══ ENTRIES PROVIDED

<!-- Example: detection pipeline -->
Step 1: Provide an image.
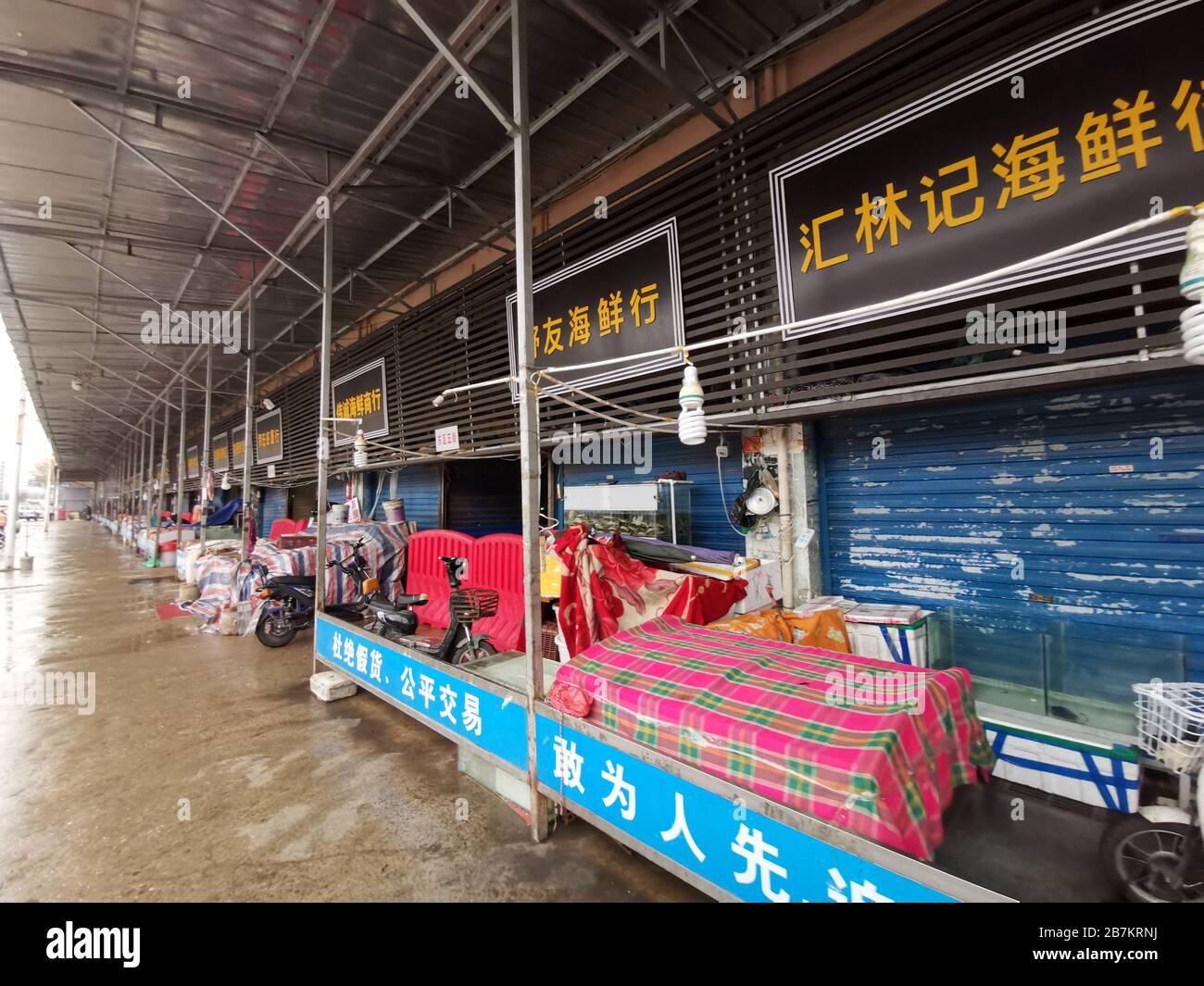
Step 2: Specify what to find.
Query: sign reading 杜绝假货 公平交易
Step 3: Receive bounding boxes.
[506,218,685,400]
[314,614,527,770]
[256,408,284,465]
[770,0,1204,336]
[330,356,389,445]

════

Reproduce the items with each "Step" swapped for "Stage" and every other character unchanged. Omit the pictures from your output.

**ANSWER TO THE PROBLEM:**
<!-- Example: detection pipeline -->
Stage 1: Provide an image.
Stage 2: Specify what to find.
Query: sign reading 杜绝假货 公平交易
Stage 3: Receive bounding boxes.
[506,218,685,400]
[314,614,527,770]
[256,408,284,465]
[770,0,1204,336]
[330,356,389,445]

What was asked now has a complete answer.